(Saved data entries)
────

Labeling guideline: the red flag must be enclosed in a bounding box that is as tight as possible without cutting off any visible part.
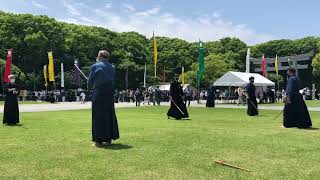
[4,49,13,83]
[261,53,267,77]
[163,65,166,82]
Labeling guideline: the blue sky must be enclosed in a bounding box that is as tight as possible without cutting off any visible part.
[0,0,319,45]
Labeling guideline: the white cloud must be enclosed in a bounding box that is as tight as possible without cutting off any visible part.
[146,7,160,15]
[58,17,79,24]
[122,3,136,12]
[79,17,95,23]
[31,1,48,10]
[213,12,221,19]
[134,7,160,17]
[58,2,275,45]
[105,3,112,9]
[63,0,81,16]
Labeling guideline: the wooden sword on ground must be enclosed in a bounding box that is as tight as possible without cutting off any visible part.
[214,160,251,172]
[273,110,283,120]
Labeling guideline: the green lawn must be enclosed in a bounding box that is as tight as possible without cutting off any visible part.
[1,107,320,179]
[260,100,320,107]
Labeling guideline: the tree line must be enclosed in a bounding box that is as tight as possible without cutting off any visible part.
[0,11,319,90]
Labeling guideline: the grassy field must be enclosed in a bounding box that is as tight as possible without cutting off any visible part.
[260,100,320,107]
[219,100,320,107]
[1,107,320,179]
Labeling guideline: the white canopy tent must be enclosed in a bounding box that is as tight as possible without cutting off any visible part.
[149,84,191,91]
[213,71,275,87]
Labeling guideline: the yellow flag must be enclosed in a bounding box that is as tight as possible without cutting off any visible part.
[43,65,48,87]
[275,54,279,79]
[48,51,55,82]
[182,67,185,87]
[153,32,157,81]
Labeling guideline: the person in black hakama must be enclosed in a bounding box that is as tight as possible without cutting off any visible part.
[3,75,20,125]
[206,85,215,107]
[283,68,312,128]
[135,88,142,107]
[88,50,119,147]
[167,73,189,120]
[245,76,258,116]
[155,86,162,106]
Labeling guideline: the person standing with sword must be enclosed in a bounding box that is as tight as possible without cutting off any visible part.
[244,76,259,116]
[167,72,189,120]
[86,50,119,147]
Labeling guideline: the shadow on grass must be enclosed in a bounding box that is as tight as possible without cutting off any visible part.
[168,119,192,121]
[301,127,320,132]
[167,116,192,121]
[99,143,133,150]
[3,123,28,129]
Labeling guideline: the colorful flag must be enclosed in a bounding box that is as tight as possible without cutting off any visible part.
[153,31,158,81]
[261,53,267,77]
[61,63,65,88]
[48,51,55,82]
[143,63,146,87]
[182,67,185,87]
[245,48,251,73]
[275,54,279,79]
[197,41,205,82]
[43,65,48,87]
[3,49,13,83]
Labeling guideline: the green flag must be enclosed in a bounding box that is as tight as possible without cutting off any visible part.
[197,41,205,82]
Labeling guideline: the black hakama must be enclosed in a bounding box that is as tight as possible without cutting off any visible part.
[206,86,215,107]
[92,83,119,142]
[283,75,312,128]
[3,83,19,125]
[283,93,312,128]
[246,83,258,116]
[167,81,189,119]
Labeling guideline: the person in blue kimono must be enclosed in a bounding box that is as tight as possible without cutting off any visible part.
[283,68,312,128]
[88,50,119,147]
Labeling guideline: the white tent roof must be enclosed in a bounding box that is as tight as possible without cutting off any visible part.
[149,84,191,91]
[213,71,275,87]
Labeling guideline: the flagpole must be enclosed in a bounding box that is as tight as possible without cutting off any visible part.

────

• **TASK DESCRIPTION**:
Set down every record exactly as written, but drop the pictures.

• **ANSWER AREA**:
Labeling guideline: the red flag must be enclosed in a bounding box that is as tight as possible without cutting off any visible part.
[4,49,13,83]
[261,53,267,77]
[163,65,166,82]
Labeling guideline: the blue sky must be enclosed in a bounding box that is as tight as possible without cutting off any visible part.
[0,0,319,45]
Labeling guideline: the white cloud must be enclosed in a bounding box that is as tight as possible without cutting off any visible part.
[146,7,160,15]
[58,17,79,24]
[122,3,136,12]
[79,17,95,23]
[31,1,48,10]
[213,12,221,19]
[134,7,160,17]
[58,2,275,45]
[105,3,112,9]
[63,0,81,16]
Labeling guideline: the wooden sword on ground must be enclosed in a bounding box that is as tight as possible without cutting off any visible part.
[214,160,251,172]
[273,110,283,120]
Labeling guideline: the green lawn must be enclosed in a bounding box that is as tight as possible without cutting off any visible part.
[1,107,320,179]
[260,100,320,107]
Labeling guideline: the tree line must be enclosed in a bounding box that is as tight as possible without cutting off any visible part.
[0,11,319,90]
Labeling guideline: the grassy field must be enclosed in a bounding box that is as tight as possible without cutting off any visible part.
[260,100,320,107]
[219,100,320,107]
[1,107,320,179]
Labeling guideline: the white canopy tent must be enclosed in a bounding box that is as tight as possible without cutting off any visible part.
[149,84,191,91]
[213,71,275,87]
Labeling guideline: the yellow flag must be enclosed in a bounding box that is as tight as possible without cutting off any visible part.
[43,65,48,87]
[275,54,279,79]
[48,51,55,82]
[182,67,185,87]
[153,32,157,81]
Labeling guideline: the person in black hakama must be enclosed in a bounding box that is as tight as possible without cutting off any visible part.
[3,75,20,125]
[206,85,215,107]
[283,68,312,128]
[135,88,142,107]
[88,50,119,147]
[167,73,189,120]
[245,76,258,116]
[155,86,162,106]
Labeling guideline: the person standing with sword must be enclosed in a bounding box that is as tight as possible without cutting off any visible part.
[244,76,259,116]
[167,72,189,120]
[86,50,119,147]
Labeling guideline: the shadow on grass must be enclosed in a bounding box that is as tight as possible without cutting off any visible part.
[168,119,192,121]
[301,127,320,132]
[167,116,192,121]
[99,143,133,150]
[3,123,28,129]
Labeling guideline: the colorful flag must be enclosed in a bounding box that is as tight as possible without cutting off any visible part.
[153,31,158,81]
[261,53,267,77]
[61,63,65,88]
[48,51,55,82]
[143,63,146,87]
[182,67,185,87]
[245,48,251,73]
[275,54,279,79]
[197,41,205,82]
[43,65,48,87]
[3,49,13,83]
Labeling guideline: the green flag must be enclosed in a bounding box that is as tight as possible without cutting off any visible part.
[197,41,205,82]
Labeling guideline: the black hakama must be enclosed in a bounding box that is as tight as possible without cutting off any visible part.
[206,86,215,107]
[92,83,119,142]
[283,75,312,128]
[3,83,19,125]
[283,93,312,128]
[246,83,258,116]
[167,81,189,119]
Labeling guideline: the person in blue kimono must be enclosed in a bounding box that is as tight as possible without cutting off any visible part.
[283,68,312,128]
[88,50,119,147]
Labeling guideline: the white tent roof must be enclosed in a bounding box that is as tight as possible without cutting off any visible part.
[149,84,191,91]
[213,71,275,87]
Labeling guideline: the flagpole must be enclosed in a bounding box that is as tight as possible without cutting off any visible part.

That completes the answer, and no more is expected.